(WHAT YOU HAVE TO DO)
Among the records below, which lines contain the string "wall"? Report them.
++++++++
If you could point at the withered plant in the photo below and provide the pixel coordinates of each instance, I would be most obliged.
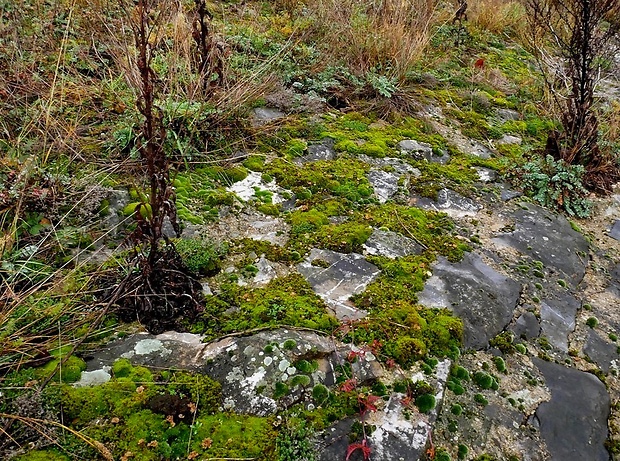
(160, 292)
(573, 40)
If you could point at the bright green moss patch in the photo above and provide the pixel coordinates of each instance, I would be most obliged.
(430, 228)
(201, 256)
(42, 455)
(343, 177)
(284, 301)
(70, 371)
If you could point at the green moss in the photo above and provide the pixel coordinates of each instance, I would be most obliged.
(42, 455)
(500, 364)
(592, 322)
(320, 394)
(296, 147)
(280, 390)
(254, 163)
(481, 399)
(435, 230)
(201, 256)
(485, 380)
(284, 301)
(425, 402)
(70, 372)
(122, 368)
(300, 380)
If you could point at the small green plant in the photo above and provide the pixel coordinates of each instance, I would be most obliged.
(481, 399)
(500, 364)
(555, 184)
(425, 402)
(592, 322)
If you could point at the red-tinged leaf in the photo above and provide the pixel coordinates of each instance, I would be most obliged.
(359, 446)
(348, 385)
(367, 403)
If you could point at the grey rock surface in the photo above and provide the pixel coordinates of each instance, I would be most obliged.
(475, 292)
(549, 238)
(246, 224)
(415, 148)
(526, 326)
(384, 184)
(449, 202)
(323, 150)
(506, 115)
(614, 233)
(249, 368)
(558, 319)
(264, 115)
(509, 139)
(601, 351)
(573, 423)
(397, 434)
(390, 244)
(343, 276)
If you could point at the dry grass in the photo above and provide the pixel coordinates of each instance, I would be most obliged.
(499, 16)
(390, 35)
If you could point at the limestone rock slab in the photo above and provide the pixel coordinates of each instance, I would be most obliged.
(549, 238)
(573, 423)
(482, 297)
(335, 277)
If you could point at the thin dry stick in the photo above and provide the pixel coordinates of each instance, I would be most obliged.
(101, 448)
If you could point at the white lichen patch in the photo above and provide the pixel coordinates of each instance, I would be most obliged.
(283, 365)
(391, 423)
(148, 346)
(246, 189)
(93, 378)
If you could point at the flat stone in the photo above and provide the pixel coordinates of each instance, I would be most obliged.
(506, 115)
(573, 423)
(558, 319)
(323, 150)
(601, 351)
(482, 297)
(93, 378)
(248, 223)
(246, 188)
(391, 244)
(614, 233)
(267, 271)
(397, 435)
(549, 238)
(398, 165)
(422, 151)
(509, 139)
(247, 367)
(486, 174)
(264, 115)
(449, 202)
(526, 326)
(415, 148)
(344, 276)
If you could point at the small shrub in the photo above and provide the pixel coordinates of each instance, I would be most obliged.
(425, 402)
(555, 184)
(480, 399)
(592, 322)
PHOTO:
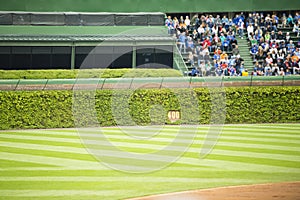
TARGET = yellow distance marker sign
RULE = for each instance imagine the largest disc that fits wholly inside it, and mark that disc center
(174, 115)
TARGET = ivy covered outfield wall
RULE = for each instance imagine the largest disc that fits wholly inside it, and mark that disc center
(55, 109)
(147, 6)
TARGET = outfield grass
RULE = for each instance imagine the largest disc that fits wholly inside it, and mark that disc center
(54, 164)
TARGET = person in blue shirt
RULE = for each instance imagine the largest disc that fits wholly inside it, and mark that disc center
(195, 72)
(290, 47)
(254, 51)
(182, 41)
(225, 45)
(216, 57)
(241, 28)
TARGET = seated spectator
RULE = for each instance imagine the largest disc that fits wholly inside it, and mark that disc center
(250, 30)
(268, 70)
(280, 54)
(225, 45)
(195, 72)
(182, 40)
(280, 37)
(275, 21)
(273, 35)
(254, 52)
(254, 41)
(283, 20)
(290, 47)
(297, 53)
(275, 70)
(269, 59)
(290, 21)
(190, 44)
(260, 53)
(216, 56)
(281, 72)
(273, 48)
(287, 37)
(187, 22)
(223, 56)
(195, 35)
(176, 22)
(267, 36)
(295, 66)
(260, 70)
(241, 28)
(296, 29)
(191, 59)
(222, 37)
(235, 50)
(169, 23)
(201, 31)
(238, 64)
(245, 73)
(203, 68)
(206, 44)
(218, 51)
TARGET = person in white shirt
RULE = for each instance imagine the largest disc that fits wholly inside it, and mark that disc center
(250, 30)
(269, 59)
(187, 22)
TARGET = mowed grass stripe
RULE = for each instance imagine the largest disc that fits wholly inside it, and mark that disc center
(234, 160)
(109, 152)
(68, 153)
(163, 141)
(80, 152)
(59, 193)
(116, 160)
(49, 160)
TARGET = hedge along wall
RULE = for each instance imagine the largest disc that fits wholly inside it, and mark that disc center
(54, 109)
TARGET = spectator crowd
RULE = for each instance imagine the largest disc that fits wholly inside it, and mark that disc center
(212, 49)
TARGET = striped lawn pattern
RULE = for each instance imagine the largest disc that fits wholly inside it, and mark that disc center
(54, 164)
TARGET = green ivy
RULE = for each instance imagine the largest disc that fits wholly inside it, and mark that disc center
(55, 109)
(87, 73)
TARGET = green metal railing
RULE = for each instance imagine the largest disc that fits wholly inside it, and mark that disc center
(178, 62)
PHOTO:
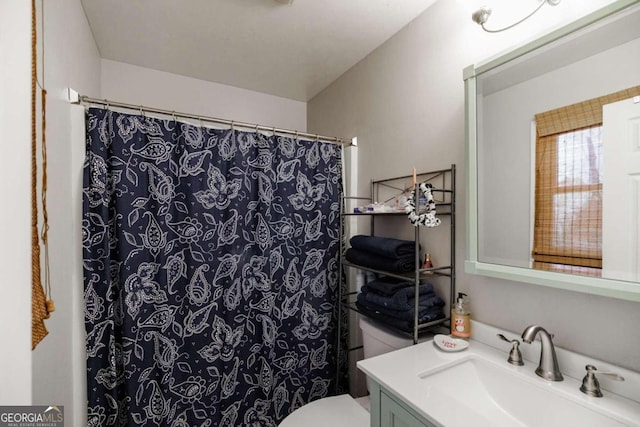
++++++++
(WRITTEN ANSWER)
TARGET = ivy covered outfield wall
TARGET = hedge along wall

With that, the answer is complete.